Stored data entries
- Opening Delimiter -

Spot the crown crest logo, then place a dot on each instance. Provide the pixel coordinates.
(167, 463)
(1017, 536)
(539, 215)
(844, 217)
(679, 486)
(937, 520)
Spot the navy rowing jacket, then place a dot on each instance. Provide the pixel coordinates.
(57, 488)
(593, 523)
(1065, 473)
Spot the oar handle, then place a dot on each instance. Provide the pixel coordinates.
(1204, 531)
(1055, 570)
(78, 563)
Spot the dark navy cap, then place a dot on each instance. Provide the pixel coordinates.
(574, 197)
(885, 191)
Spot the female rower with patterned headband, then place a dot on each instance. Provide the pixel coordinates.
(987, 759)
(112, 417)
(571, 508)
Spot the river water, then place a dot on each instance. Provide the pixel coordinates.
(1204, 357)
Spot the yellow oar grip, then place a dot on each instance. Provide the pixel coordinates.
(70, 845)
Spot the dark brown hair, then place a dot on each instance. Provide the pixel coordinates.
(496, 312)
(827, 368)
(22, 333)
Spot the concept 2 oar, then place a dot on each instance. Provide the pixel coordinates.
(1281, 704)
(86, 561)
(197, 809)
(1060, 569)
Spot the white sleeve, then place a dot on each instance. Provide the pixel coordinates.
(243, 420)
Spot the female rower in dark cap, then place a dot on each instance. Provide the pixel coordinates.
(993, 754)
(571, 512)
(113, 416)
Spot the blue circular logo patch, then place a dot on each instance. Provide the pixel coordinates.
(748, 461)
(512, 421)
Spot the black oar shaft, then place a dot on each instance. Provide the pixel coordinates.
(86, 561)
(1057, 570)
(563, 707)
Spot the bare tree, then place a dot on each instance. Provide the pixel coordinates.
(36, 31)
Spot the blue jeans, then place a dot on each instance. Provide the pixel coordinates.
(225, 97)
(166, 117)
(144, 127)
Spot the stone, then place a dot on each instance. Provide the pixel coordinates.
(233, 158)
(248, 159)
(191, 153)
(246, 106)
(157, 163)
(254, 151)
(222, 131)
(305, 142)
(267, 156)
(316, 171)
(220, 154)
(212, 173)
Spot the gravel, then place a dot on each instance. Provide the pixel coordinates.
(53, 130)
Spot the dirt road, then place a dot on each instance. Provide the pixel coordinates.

- Closing Delimiter -

• TASK BRIEF
Copy out the entries in full, exactly as they appear.

• RESPONSE TO THIS TASK
Spot the crown crest logo, then place a dot on each instance. Provide the pixel coordinates.
(167, 463)
(1017, 536)
(539, 215)
(844, 217)
(679, 486)
(937, 520)
Spot the navy rowing jacket, then place a dot on each instance. Provide the pixel coordinates.
(57, 488)
(593, 523)
(1065, 473)
Spot the oar handle, then place a dot on each instance. Provide the pixel coordinates.
(1204, 531)
(1055, 570)
(78, 563)
Spot the dark navy cap, then place a dot on each instance. Provide the pixel coordinates.
(574, 197)
(885, 191)
Spot the female rower with patterned headband, then place a dot on each instance. Provide the pixel coordinates.
(987, 759)
(112, 417)
(571, 508)
Spot the river water, then place a dot on each instance. Provide the pixel coordinates.
(1204, 357)
Spot the yellow oar grip, then place a dot on each instance. Provide the pixel coordinates.
(70, 845)
Spot the dark brown hair, then place a dot on each instance. Provide the pixel coordinates.
(496, 312)
(827, 368)
(22, 333)
Spot the concept 2 oar, then place a dot on each instance. Provide the pixel coordinates.
(1281, 704)
(86, 561)
(197, 809)
(1060, 569)
Spot the white sleeve, then place a dot on each instance. Provide the pixel coordinates.
(243, 420)
Spot the female rower in dark cap, then place a dot on each instance. Provide the pixel coordinates.
(993, 754)
(571, 512)
(113, 416)
Spot the blue circular logo patch, then place a dot on each instance. Provide the pixel coordinates.
(748, 461)
(512, 421)
Spot the black oar shaft, then place a dot on each instance. Provide the pixel coordinates.
(86, 561)
(1057, 570)
(563, 707)
Spot the bare tree, then place a dot on each instance. Provide the pixel coordinates.
(36, 31)
Spot the blue jeans, then place a dot on each instance. Provide the pixel coordinates.
(225, 97)
(166, 117)
(144, 127)
Spot the stone, then place a dot on each instance. Provide the pixel coordinates.
(233, 158)
(248, 159)
(191, 153)
(246, 106)
(157, 163)
(254, 151)
(222, 131)
(305, 142)
(267, 156)
(316, 171)
(220, 154)
(212, 173)
Spot the gravel, then place a dot on each instance. Provide the pixel coordinates.
(53, 130)
Spot the dirt road, then place a dot on each instance. Provide the pixel coordinates.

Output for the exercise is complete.